# STORED DATA
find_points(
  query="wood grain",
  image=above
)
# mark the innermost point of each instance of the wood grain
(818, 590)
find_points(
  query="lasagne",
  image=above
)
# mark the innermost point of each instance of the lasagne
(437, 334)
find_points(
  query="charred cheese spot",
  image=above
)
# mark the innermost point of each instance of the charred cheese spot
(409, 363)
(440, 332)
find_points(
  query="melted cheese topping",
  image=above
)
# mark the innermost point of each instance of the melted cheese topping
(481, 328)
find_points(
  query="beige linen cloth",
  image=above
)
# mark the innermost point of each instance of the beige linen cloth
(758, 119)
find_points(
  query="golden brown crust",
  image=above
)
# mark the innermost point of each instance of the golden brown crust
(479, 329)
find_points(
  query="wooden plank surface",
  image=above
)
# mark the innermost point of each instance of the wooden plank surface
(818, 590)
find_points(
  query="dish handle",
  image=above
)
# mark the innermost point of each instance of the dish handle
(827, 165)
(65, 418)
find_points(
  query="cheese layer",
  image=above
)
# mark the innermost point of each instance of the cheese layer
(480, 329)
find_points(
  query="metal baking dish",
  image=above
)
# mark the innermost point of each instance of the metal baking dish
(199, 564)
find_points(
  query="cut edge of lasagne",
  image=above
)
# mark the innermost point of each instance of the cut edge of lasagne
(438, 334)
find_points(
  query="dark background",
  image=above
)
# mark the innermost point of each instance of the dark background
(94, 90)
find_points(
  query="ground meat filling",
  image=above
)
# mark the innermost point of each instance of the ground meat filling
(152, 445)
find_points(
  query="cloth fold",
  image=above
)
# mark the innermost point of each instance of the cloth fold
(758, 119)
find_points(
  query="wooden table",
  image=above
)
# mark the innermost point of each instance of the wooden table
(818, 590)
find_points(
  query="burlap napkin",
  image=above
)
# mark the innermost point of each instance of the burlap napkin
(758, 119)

# EXERCISE BRIEF
Would you give the material above again, complete and exact?

# SOLUTION TO THE EXERCISE
find_points(
  query="wood grain",
  image=above
)
# mark the innermost point of each instance of the wood grain
(818, 590)
find_points(
  query="lasagne",
  image=above
)
# mark the innermost point of each instance of the lasagne
(437, 334)
find_points(
  query="charred cheese spot",
  image=above
)
# mark the innermost point of each instance of the charred cheese spot
(409, 363)
(440, 332)
find_points(
  query="melted cheese topping",
  image=above
)
# mark the innermost point of each instance of the melted cheese topping
(481, 328)
find_points(
  query="beige linen cloth",
  image=above
)
# mark the innermost point of each instance of the beige linen cloth
(758, 119)
find_points(
  query="golden brown crust",
  image=above
)
# mark the innermost point of each instance of the golden brown crust
(479, 329)
find_points(
  query="wooden plank surface",
  image=above
)
# mark the innermost point of each instance of the wooden plank surface
(818, 590)
find_points(
  query="dish handle",
  image=above
)
# mark the innermost point of each instance of the dish handle
(827, 165)
(65, 418)
find_points(
  query="cheese layer",
  image=above
)
# mark the innermost point of each instance of the cheese layer
(480, 329)
find_points(
  query="metal baking dish",
  image=above
)
# mark the innermost point of each instance of the metal baking dish
(199, 564)
find_points(
  query="cut edge of lasagne",
  image=above
)
# mark the innermost point of each instance of the cut edge of lasagne
(438, 334)
find_points(
  query="dark background",
  image=above
)
# mark the innermost point of each instance of the dark background
(94, 90)
find_points(
  query="ground meat filling",
  image=above
)
# mark the innermost point of each instance of the ground meat filling
(152, 445)
find_points(
  query="cloth fold",
  image=above
)
# mark the innermost point of each instance of the cloth fold
(758, 119)
find_points(
  query="wooden table",
  image=above
)
# mark the innermost point of each instance of the wooden table
(818, 590)
find_points(
  query="burlap napkin",
  image=above
)
# mark the innermost point of each instance of the burlap napkin
(758, 119)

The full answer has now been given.